It means you’re 5 kilometres away from town A. You’re just in the opposite direction from towns B and C. The calculation result is correct. It’s how you interpret the value.

Applications in image processing

A common operation in image processing is manipulating height maps. Height maps are usually greyscale bitmap files where a white pixel (RGB values are 255 for all 3) is the highest point, and a black pixel (RGB values are 0 for all 3) is the lowest point.

Terrain editor in Bryce

You know enlarging photographs can give you some weird results. What happens is you’re trying to fill in the blanks in a larger image using values from the original image. Where do you think the image editing software comes up with values? Interpolation.

If you think of the red, green and blue values of image pixels as 3 different “height maps”, then you’re just performing interpolation on 3 values. Suppose we’re talking about linear interpolation between two pixels. You’ll interpolate between the red component of the 2 pixels and get a value. Similarly you do it for the green and blue components. The calculated results of the red, green and blue become the interpolated colour.

━━━━━━━━

Work to do —
A. In the interpolation text, which pixel marks the highest point of a height map?
B. Continue the interpolation text from its last sentence.

━━━━━━━━

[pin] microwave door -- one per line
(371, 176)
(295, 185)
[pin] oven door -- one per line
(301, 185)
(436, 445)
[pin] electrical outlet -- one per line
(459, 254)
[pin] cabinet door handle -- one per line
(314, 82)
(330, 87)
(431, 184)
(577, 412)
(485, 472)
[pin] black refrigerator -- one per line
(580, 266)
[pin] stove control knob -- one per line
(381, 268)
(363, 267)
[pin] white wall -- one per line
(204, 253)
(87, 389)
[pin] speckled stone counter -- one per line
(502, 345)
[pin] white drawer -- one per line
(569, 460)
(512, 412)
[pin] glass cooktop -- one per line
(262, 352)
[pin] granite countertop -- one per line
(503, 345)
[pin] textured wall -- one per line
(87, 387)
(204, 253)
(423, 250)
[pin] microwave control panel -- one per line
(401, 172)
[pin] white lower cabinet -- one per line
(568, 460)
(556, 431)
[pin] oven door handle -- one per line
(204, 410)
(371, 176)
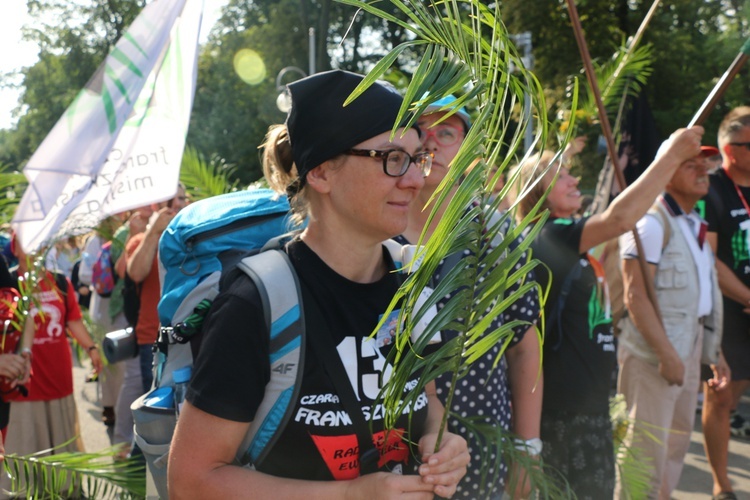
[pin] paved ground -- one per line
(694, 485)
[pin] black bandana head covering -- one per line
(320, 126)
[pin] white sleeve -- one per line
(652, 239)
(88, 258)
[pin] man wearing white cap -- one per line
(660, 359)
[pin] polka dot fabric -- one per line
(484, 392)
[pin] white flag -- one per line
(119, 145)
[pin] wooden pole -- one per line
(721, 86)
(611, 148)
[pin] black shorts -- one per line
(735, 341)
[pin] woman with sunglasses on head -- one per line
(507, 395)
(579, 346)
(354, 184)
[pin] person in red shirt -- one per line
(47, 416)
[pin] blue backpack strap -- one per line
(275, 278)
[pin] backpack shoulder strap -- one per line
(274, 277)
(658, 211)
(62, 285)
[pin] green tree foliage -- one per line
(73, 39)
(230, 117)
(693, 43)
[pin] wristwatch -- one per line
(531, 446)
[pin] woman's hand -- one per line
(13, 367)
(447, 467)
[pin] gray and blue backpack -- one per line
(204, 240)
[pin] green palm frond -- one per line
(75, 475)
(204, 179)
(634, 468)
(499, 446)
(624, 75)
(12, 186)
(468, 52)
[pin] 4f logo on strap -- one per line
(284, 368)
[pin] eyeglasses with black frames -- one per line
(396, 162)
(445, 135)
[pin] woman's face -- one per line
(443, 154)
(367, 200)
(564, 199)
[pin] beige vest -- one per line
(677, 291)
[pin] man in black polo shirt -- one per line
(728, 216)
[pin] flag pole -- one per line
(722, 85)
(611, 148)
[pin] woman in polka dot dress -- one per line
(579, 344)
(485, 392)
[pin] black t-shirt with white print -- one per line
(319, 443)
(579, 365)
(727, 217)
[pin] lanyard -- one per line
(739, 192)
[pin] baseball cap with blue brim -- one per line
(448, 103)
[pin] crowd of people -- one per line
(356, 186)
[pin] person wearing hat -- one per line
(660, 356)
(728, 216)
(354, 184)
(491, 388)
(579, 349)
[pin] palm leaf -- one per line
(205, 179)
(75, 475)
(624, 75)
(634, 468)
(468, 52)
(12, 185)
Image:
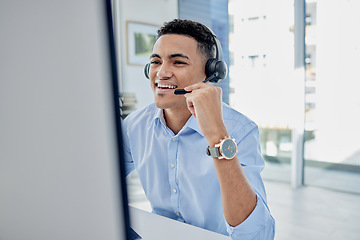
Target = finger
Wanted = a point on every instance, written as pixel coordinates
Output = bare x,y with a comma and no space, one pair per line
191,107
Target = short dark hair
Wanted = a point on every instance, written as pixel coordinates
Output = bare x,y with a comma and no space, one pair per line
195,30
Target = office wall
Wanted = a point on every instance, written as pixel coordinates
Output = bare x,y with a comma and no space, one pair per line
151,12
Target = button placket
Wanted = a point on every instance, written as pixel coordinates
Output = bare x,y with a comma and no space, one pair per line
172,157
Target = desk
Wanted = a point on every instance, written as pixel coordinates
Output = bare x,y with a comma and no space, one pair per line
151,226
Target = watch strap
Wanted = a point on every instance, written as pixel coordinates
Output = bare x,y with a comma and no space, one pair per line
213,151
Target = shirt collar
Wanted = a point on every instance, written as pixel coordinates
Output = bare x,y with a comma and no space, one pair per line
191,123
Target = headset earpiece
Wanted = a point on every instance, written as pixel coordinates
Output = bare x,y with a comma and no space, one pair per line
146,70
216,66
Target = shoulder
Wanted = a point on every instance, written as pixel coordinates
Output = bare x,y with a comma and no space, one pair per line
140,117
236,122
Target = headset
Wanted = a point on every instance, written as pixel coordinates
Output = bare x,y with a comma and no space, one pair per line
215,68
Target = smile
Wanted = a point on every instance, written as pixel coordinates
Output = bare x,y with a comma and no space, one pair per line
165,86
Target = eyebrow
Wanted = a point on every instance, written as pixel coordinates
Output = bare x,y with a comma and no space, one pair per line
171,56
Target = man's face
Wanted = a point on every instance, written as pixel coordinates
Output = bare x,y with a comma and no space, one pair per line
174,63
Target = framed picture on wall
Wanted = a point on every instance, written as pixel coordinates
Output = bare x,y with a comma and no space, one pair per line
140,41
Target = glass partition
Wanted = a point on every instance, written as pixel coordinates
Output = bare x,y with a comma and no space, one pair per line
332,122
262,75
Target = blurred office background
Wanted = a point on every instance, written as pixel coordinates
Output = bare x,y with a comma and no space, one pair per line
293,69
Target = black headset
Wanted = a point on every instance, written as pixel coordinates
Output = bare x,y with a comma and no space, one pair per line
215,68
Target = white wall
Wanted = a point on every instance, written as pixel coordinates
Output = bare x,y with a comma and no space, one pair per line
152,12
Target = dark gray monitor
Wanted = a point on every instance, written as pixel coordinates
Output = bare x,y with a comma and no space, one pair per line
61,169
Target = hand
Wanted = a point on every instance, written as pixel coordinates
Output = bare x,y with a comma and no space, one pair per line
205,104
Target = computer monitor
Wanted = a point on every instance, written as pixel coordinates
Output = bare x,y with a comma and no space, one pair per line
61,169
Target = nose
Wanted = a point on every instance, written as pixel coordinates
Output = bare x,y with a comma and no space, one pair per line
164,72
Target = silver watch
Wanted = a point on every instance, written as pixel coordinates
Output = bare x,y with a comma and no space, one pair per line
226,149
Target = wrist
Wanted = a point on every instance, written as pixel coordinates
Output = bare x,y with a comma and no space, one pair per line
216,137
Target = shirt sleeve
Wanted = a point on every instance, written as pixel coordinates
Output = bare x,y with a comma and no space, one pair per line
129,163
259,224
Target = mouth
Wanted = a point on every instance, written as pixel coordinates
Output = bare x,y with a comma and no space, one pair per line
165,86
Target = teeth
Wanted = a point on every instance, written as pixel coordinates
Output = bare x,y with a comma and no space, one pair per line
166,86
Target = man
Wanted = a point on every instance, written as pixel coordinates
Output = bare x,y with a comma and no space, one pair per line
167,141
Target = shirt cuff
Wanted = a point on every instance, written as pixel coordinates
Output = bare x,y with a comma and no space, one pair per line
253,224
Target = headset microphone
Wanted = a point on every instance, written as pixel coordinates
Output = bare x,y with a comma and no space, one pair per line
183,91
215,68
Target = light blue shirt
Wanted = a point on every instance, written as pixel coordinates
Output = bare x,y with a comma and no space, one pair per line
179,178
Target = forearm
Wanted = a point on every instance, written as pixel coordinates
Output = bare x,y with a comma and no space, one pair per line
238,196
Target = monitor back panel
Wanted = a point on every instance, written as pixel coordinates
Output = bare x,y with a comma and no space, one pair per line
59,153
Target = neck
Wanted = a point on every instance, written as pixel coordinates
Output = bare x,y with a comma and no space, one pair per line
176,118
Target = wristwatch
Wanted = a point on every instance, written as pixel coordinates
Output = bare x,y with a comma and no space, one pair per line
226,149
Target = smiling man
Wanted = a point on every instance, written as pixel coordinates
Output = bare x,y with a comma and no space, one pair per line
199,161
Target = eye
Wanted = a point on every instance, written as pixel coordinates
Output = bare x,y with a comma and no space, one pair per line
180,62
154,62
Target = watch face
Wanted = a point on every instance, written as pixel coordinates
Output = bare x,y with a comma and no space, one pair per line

━━━━━━━━

Responses by task —
A. A white pixel, with RGB values of 255 for all three.

B.
Cubic Bezier interpolation

There are all kinds of cubic curves available. The Catmull–Rom spline, the non-uniform rational B-spline (NURBS) and I didn’t really want to write anything on the subject after I remember my Hermite splines… I love Bezier curves though, so I thought maybe I can write something with that.

Instead of 2 points used in linear interpolation, cubic interpolation uses 4 points. To illustrate, suppose you’re on an undulating plain with small hills undulating in their usual carefree manner. You’re in between two such (undulating) hills and you want to find out how high you are.

Instead of linear interpolating your way through these two (undulating) hills, the better way will be to interpolate with another 2 (undulating) hills! Ok, I’m stopping with the undulating thing…

Undulating hill interpolation

The Bezier curve equation looks like this:
B(t) = (1-t)^3 * p0 + 3*(1-t)^2 * t * p1 + 3*(1-t)* t^2 * p2 + t^3 * p3
where p0, p1, p2, p3 are the (height) values, and t lies between 0 and 1 inclusive.

You will be between p1 and p2. Let’s also assume that the hills are equidistant from each other. Like the pixels on an image, the hills shall be of equal distance from its neighbour.

Because of this equidistant property, p1 is 0.33 (roughly 1/3) units away from p0, p2 is 0.67 (roughly 2/3) units away from p0 and p3 is 1 unit away from p0.

How do you know what’s the value of t to use? You might be able to calculate the t if you do linear interpolation between p1 and p2. But that t value is different from the t value in the Bezier curve.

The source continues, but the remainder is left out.